[Referring expression pointing data]
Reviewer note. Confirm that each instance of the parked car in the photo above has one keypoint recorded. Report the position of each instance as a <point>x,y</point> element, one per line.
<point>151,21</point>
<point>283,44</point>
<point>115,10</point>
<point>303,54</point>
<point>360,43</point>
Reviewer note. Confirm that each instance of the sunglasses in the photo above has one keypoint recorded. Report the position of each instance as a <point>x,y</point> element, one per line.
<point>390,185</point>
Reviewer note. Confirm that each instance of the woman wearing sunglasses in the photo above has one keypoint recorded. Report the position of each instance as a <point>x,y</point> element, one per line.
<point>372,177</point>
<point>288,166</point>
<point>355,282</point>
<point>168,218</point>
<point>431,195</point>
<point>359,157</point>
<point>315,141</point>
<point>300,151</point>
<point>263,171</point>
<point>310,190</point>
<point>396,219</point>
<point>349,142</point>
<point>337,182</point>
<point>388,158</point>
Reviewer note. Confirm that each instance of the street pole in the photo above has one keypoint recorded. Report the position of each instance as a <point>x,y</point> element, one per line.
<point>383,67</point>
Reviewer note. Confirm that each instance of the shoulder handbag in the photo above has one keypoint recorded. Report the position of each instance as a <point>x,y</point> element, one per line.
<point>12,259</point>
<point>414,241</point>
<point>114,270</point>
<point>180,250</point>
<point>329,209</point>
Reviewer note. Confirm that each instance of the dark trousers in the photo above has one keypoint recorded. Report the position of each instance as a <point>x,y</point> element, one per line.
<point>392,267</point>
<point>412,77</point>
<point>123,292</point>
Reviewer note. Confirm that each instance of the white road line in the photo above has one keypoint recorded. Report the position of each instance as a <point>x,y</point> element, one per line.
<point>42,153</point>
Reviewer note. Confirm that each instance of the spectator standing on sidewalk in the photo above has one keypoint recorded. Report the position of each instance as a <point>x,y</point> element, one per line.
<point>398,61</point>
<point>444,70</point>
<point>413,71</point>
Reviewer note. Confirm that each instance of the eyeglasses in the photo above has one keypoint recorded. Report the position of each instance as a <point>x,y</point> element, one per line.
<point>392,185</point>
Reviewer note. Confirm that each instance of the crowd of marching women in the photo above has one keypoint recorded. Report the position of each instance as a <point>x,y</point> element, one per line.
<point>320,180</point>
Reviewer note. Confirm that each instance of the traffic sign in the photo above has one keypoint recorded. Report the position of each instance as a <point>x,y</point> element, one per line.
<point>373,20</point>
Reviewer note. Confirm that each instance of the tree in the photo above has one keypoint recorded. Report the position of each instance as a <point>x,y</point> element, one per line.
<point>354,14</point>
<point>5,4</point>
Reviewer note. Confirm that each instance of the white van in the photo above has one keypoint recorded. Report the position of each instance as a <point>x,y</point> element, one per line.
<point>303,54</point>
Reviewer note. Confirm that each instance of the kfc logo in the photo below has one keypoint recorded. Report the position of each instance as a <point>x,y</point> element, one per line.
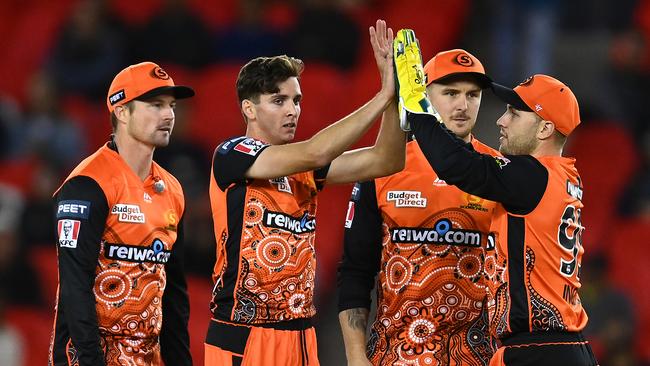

## Directions for this task
When you reach the line that contains "Reviewer note. Confirm that each instance of the white van", start reproducing, and continue word for word to the end of the records; skip all pictures.

## Solved problem
Reviewer note. Confirm that each instance of the white van in the photo above has one keypoint recorded. Report the position of each instance as a <point>x,y</point> element, one per line.
<point>303,54</point>
Reviewer note. Confirm that each instance of the kfc logo in the photo below has one keypoint recorded. Report the position of each instance as a <point>x,y</point> element, one per line.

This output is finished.